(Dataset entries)
---*---

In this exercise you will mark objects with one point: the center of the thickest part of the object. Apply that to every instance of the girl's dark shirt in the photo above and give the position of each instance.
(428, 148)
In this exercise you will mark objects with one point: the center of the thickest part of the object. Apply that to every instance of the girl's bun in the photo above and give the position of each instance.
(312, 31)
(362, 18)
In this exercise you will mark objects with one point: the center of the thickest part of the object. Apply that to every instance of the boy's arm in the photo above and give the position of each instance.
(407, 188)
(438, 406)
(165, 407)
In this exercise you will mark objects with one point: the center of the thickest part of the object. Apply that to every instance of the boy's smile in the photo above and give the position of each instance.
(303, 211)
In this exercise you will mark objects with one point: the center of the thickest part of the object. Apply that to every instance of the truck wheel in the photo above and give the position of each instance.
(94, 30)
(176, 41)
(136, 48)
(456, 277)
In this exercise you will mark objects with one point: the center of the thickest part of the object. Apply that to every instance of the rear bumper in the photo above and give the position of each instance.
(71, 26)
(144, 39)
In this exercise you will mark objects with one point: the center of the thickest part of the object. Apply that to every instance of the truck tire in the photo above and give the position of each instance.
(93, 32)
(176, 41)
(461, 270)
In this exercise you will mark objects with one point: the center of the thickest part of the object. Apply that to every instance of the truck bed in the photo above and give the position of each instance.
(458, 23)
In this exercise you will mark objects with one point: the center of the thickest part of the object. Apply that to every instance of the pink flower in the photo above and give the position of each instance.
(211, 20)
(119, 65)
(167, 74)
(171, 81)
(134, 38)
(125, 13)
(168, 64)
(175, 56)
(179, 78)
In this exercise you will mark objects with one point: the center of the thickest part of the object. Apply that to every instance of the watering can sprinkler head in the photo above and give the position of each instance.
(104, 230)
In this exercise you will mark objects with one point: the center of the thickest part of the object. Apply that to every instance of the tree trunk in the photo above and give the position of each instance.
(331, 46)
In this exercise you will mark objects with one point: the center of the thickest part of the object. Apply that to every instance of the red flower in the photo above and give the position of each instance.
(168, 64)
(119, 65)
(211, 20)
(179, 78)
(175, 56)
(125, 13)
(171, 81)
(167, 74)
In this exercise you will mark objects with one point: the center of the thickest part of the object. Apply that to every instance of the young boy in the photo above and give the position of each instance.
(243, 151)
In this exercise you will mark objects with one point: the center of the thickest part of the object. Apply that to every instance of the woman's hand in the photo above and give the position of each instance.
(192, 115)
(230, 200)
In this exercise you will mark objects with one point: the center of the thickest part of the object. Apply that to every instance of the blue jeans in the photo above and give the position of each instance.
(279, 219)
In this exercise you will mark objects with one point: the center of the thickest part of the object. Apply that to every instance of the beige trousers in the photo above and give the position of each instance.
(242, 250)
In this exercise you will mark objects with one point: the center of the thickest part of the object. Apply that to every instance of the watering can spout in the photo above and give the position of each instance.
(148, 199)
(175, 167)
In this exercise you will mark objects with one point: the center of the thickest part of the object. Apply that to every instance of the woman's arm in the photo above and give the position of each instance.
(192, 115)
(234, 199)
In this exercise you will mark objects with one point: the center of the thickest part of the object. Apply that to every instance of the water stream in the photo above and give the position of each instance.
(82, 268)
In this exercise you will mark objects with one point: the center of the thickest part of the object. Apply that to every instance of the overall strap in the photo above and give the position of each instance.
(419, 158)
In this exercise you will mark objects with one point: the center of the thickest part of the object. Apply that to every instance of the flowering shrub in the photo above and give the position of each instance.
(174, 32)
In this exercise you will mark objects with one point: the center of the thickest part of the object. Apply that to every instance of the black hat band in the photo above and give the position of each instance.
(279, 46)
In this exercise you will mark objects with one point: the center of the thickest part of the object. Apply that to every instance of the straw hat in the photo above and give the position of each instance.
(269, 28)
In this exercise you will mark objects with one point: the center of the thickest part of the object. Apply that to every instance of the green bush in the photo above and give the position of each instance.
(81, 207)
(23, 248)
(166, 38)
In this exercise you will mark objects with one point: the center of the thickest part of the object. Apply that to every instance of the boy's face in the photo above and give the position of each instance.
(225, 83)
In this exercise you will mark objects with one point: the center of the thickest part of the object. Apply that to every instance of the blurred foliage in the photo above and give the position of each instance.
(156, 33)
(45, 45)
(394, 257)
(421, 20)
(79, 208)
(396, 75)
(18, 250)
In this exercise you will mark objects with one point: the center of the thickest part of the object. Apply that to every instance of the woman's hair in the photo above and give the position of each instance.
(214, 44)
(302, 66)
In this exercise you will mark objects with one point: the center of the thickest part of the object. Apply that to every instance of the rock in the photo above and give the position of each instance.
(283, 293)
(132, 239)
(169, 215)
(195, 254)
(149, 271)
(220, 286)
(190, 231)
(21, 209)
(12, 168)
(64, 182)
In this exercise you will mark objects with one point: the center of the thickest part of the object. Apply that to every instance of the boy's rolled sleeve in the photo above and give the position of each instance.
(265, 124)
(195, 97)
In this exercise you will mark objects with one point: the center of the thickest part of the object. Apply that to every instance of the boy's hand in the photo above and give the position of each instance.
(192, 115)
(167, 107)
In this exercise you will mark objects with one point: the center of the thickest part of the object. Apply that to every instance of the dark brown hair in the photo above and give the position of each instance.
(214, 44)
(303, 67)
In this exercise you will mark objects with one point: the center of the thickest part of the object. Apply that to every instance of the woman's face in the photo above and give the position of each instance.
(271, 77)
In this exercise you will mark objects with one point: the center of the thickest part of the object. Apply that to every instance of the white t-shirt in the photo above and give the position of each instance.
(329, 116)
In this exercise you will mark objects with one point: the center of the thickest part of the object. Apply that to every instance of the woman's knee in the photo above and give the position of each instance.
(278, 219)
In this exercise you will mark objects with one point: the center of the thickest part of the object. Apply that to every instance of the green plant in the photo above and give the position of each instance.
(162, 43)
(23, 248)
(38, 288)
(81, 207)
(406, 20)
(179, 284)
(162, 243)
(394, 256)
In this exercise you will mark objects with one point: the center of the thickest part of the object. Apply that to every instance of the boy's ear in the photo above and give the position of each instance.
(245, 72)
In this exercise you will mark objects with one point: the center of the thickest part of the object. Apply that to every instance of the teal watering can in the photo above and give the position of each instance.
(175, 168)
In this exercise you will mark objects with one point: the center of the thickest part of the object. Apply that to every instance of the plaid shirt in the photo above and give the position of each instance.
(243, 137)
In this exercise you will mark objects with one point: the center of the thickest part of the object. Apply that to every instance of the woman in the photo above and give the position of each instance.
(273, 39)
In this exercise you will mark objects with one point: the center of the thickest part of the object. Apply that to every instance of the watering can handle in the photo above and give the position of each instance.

---*---

__Task objective__
What is needed is an exact copy of all the records.

__Response below__
In this exercise you will mark objects with one point: the center of the thickest part of the object. Apply that to every instance of the girl's dark shirt in the photo above and give the position of each instance.
(428, 148)
In this exercise you will mark objects with one point: the center of the thickest part of the object. Apply that to every instance of the girl's bun in the photo above and give the position of each instance.
(312, 31)
(362, 18)
In this exercise you will mark objects with one point: the center of the thickest part of the object. Apply that to every instance of the boy's arm in the photo above and give the position of each instance.
(407, 188)
(438, 406)
(165, 407)
In this exercise you will mark objects with one point: the center of the thickest part of the object. Apply that to every instance of the boy's smile in the photo above and give the position of each instance.
(303, 211)
In this exercise you will mark objects with one point: the center of the thickest part of the object. Apply that to every instance of the truck wheel in the photo above and give the position of each instance.
(94, 30)
(176, 41)
(136, 48)
(456, 277)
In this exercise you will mark objects with one point: the center of the thickest part of the object. Apply that to every instance of the rear bumper in the photo above and give the position of each instance.
(71, 26)
(144, 39)
In this exercise you will mark objects with one point: the center of the thickest part of the object. Apply that to every instance of the truck tire in the photo above and give the position of each instance.
(93, 32)
(176, 41)
(461, 270)
In this exercise you will mark objects with one point: the center of the thickest part of the object. Apply that to every instance of the truck bed in the photo above and give the position of each instance.
(458, 23)
In this exercise you will mark objects with one point: the center of the thickest part of the object. Apply that to every instance of the pink flower in the photo above and give the position of each instance.
(211, 20)
(119, 65)
(167, 74)
(171, 81)
(134, 38)
(125, 13)
(168, 64)
(175, 56)
(179, 78)
In this exercise you will mark objects with one point: the center of the thickest part of the object. Apply that to every instance of the watering can sprinkler head in the photo above and give the position of each instance.
(104, 230)
In this exercise you will mark objects with one point: the center of the thickest part of the object. Apply that to every instance of the tree trunk in the photo above and give the position of each instance.
(331, 46)
In this exercise you will mark objects with one point: the center of the thickest part of the object. Apply that to every instance of the red flower in the photo above and give the position of each instance.
(168, 64)
(119, 65)
(211, 20)
(179, 78)
(175, 56)
(125, 13)
(171, 81)
(167, 74)
In this exercise you will mark objects with one point: the center of the thickest part of the object. Apply that to every instance of the young boy in the photo above and give the position of each instance.
(243, 151)
In this exercise you will mark objects with one point: the center of the thickest part of the object. Apply that to every instance of the woman's hand in the photo above and give the position of each instance.
(192, 115)
(230, 200)
In this exercise you will mark objects with one point: the center of the thickest part of the object. Apply that to every instance of the blue jeans in the photo above and give the position of each instance.
(279, 219)
In this exercise you will mark objects with one point: the center of the thickest part of the object. Apply that to every instance of the beige trousers in the photo above and give the position of each instance.
(242, 250)
In this exercise you will mark objects with one point: the center of the thickest part of the object. Apply that to every instance of the watering can spout in the photo above and give the position of each instance.
(148, 199)
(175, 167)
In this exercise you will mark objects with one point: the center of the thickest part of the object. Apply that to every instance of the woman's arm in the photo above and give the position of each instance.
(192, 115)
(234, 199)
In this exercise you will mark objects with one point: the center of the thickest part of the object. Apply that to every instance of the water stream in the photo above and give the position of each instance.
(82, 268)
In this exercise you will mark objects with one point: the center of the thickest part of the object. Apply that to every instance of the overall strap in the photo above and give the position of each instance.
(419, 158)
In this exercise you will mark objects with one point: the center of the thickest part of the object. Apply that to every instance of the flowering shrub in the photo above and give the position of each instance.
(174, 32)
In this exercise you will mark objects with one point: the center of the thickest part of the object. Apply that to every instance of the black hat band in the photo above and give the position of each instance.
(279, 46)
In this exercise you will mark objects with one point: the center of the thickest part of the object. Apply that to every instance of the straw hat in the photo above and give the position of each instance.
(269, 28)
In this exercise you will mark objects with one point: the center of the thickest part of the object. Apply that to every instance of the green bush in the photo above and give the position of each instance.
(81, 207)
(23, 248)
(166, 38)
In this exercise you will mark objects with one point: the center of the thickest part of the object. Apply that to every instance of the boy's face in the photo above and give the position of each instance.
(225, 83)
In this exercise you will mark objects with one point: the center of the thickest part of the object. Apply that to every instance of the blurred foliage in the photo above and give the position of each instance.
(156, 33)
(45, 45)
(394, 257)
(421, 20)
(79, 208)
(396, 75)
(18, 250)
In this exercise you will mark objects with one point: the center of the thickest part of the object. Apply that to every instance of the woman's hair in the photo above and give the position of each instance.
(214, 44)
(302, 66)
In this exercise you will mark objects with one point: the center of the thickest part of the object. Apply that to every instance of the rock in the photo above and give the position of each instance.
(283, 293)
(132, 239)
(169, 215)
(195, 254)
(149, 271)
(220, 286)
(190, 231)
(21, 209)
(12, 168)
(64, 182)
In this exercise you will mark objects with one point: the center of the thickest part of the object. Apply that to every instance of the boy's rolled sleeve in the photo above and give the position of each instance.
(265, 124)
(195, 97)
In this exercise you will mark objects with one point: the center of the thickest part of the object. Apply that to every instance of the boy's hand in the photo above and give the position of each instance.
(192, 115)
(167, 107)
In this exercise you will mark objects with one point: the center of the thickest part of the object. Apply that to every instance of the dark brown hair in the photo above and give the position of each instance.
(214, 44)
(303, 67)
In this exercise you will mark objects with one point: the center of the thickest part of the object. Apply that to every instance of the woman's face in the photo above and give the position of each instance.
(271, 77)
In this exercise you will mark objects with one point: the center of the thickest part of the object. Apply that to every instance of the white t-shirt in the photo above and give the position of each instance.
(329, 116)
In this exercise you will mark objects with one point: the center of the thickest part of the object. Apply that to every instance of the woman's knee in the photo above and give the position of each instance.
(278, 219)
In this exercise you will mark objects with one point: the center of the thickest part of the object. Apply that to every instance of the green plant in the photo above and give the position of each instance.
(162, 43)
(23, 248)
(38, 288)
(81, 207)
(406, 20)
(179, 284)
(162, 243)
(394, 256)
In this exercise you will mark objects with one point: the center of the thickest part of the object. Apply that to every instance of the boy's ear in the photo above and give the position of each instance.
(245, 72)
In this exercise you will mark objects with one point: the center of the thickest part of the object. Apply that to every instance of the teal watering can in the photo above and give the position of each instance.
(175, 168)
In this exercise you will mark objects with one point: the center of the thickest part of the object. Apply that to every instance of the plaid shirt in the photo above and give the position of each instance.
(243, 137)
In this exercise you will mark objects with one point: the center of the thickest part of the object. Apply that to every instance of the woman in the photo above and give the position of each instance.
(273, 39)
In this exercise you will mark objects with one point: the center of the thickest part of the object. Apply that to every instance of the watering can handle in the photo above and give the position of each instance.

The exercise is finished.